_STATED PROBLEM_:
Lay out the records from the line with "Task: place one keypoint per instance of the letter" through the end of the records as a two-column CSV with the headers text and keypoints. Give one row per record, put each field in quotes with its line breaks turned into spaces, and leave the pictures out.
========
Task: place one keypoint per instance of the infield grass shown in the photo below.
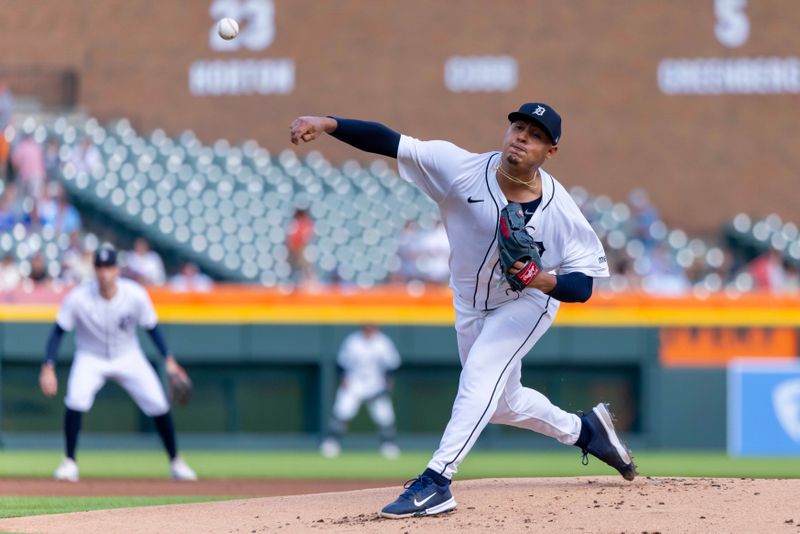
(25, 506)
(371, 466)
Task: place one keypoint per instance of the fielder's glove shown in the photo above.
(180, 385)
(516, 244)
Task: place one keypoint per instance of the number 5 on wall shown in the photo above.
(732, 26)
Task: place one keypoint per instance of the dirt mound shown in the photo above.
(554, 505)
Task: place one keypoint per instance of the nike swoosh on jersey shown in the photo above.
(423, 501)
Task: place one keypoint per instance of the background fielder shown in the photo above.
(366, 357)
(104, 314)
(496, 325)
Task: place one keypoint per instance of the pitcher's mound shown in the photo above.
(557, 505)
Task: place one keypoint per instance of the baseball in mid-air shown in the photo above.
(228, 28)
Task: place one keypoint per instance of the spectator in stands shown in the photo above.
(645, 215)
(299, 235)
(190, 279)
(56, 211)
(792, 281)
(52, 160)
(433, 259)
(86, 157)
(28, 160)
(665, 276)
(39, 274)
(10, 277)
(768, 272)
(10, 209)
(145, 265)
(77, 264)
(6, 105)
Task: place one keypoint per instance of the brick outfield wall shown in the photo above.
(702, 158)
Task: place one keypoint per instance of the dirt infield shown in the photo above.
(549, 505)
(147, 487)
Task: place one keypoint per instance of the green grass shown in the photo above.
(371, 466)
(24, 506)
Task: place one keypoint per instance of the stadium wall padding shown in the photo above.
(280, 379)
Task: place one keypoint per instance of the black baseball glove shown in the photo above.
(516, 244)
(180, 386)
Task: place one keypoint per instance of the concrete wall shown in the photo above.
(596, 62)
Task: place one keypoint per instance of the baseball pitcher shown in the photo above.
(519, 247)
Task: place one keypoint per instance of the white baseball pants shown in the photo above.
(132, 371)
(491, 346)
(348, 400)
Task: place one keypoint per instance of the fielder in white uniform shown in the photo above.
(496, 326)
(366, 357)
(104, 314)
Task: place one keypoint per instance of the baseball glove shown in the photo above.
(516, 244)
(180, 386)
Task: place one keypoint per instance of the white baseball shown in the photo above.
(228, 28)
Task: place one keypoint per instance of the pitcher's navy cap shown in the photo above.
(105, 257)
(541, 114)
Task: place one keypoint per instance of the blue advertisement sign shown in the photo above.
(764, 408)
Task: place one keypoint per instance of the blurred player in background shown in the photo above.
(104, 314)
(367, 357)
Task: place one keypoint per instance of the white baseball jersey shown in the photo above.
(464, 186)
(365, 360)
(103, 327)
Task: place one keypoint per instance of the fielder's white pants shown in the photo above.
(349, 399)
(131, 370)
(491, 346)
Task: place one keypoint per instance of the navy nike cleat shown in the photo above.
(423, 496)
(604, 444)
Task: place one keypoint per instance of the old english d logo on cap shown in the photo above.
(543, 115)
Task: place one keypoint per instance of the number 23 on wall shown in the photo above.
(256, 19)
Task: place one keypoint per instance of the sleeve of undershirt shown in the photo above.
(368, 136)
(572, 287)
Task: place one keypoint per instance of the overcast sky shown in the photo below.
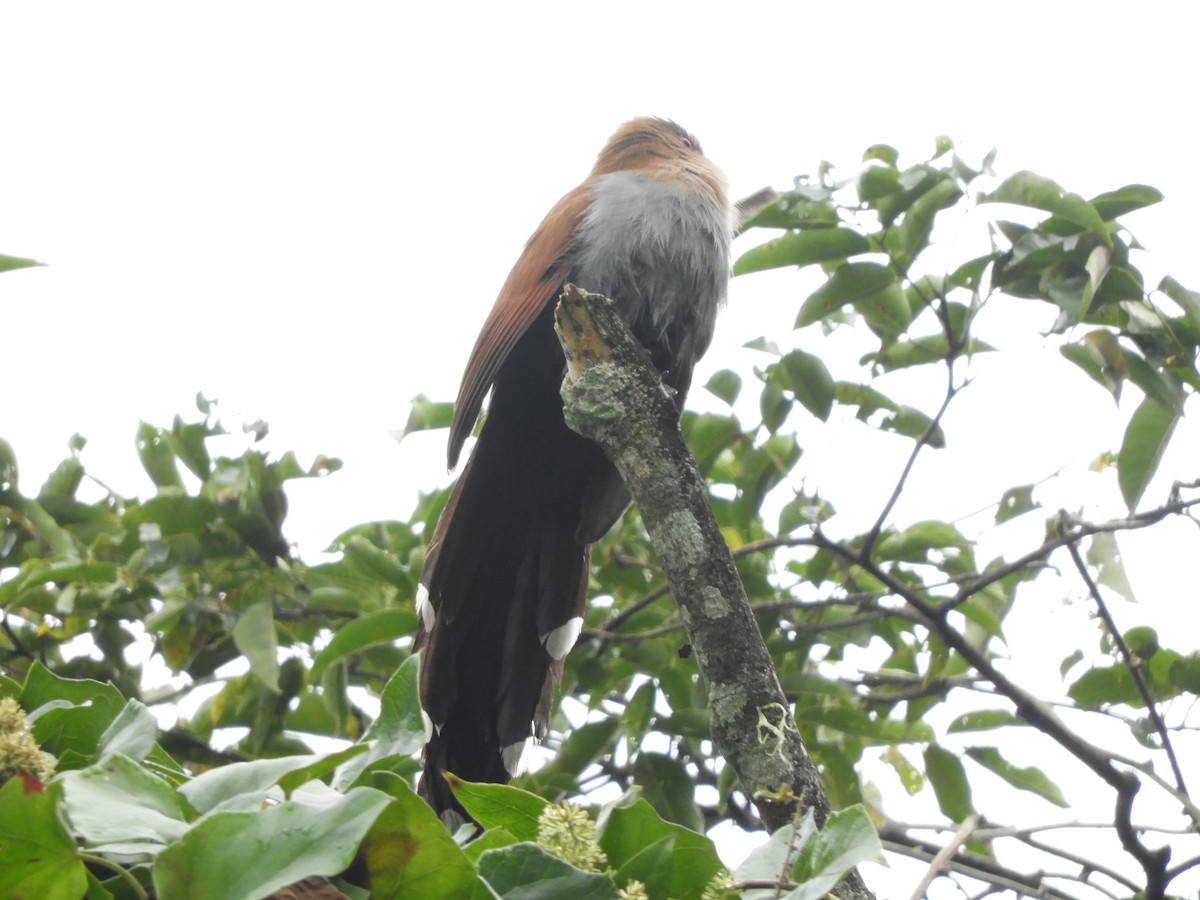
(305, 210)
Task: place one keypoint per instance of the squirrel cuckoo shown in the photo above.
(502, 594)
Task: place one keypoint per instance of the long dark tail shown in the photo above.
(503, 594)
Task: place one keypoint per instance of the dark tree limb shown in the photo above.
(613, 396)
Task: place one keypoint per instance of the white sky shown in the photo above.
(306, 209)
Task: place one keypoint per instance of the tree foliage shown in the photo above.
(892, 641)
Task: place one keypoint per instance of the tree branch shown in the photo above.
(613, 396)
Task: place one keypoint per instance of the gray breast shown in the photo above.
(660, 250)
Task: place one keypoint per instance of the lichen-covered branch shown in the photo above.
(613, 396)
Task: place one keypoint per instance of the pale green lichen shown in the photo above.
(720, 887)
(18, 750)
(568, 832)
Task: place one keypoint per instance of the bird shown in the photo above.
(503, 589)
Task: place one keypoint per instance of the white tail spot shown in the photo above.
(425, 609)
(561, 641)
(511, 755)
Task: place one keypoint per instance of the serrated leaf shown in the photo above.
(1029, 778)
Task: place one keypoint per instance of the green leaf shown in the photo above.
(526, 871)
(922, 351)
(156, 456)
(793, 210)
(906, 241)
(725, 385)
(316, 833)
(132, 733)
(499, 807)
(1104, 685)
(768, 861)
(1114, 204)
(120, 804)
(949, 780)
(1145, 441)
(37, 856)
(667, 786)
(1027, 189)
(376, 628)
(886, 312)
(9, 263)
(850, 283)
(401, 727)
(984, 720)
(1187, 300)
(809, 379)
(67, 717)
(586, 744)
(903, 420)
(877, 181)
(255, 635)
(1151, 382)
(846, 840)
(625, 829)
(915, 543)
(909, 774)
(803, 247)
(216, 786)
(1017, 502)
(408, 852)
(653, 867)
(426, 414)
(1104, 553)
(1030, 778)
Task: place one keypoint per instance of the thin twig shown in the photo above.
(1131, 663)
(945, 855)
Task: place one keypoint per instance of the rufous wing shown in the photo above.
(534, 281)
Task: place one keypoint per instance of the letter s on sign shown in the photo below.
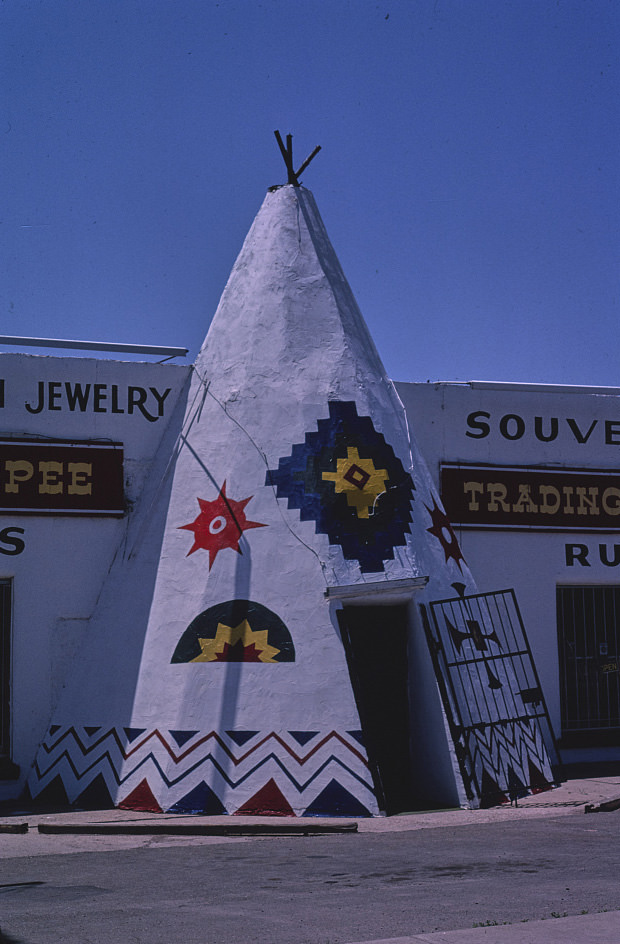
(14, 545)
(474, 423)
========
_TASK SOLUTION_:
text,keypoints
"Task: place one keypoint per instance of the letter s on sign shown in the photo below.","(14, 545) (474, 423)"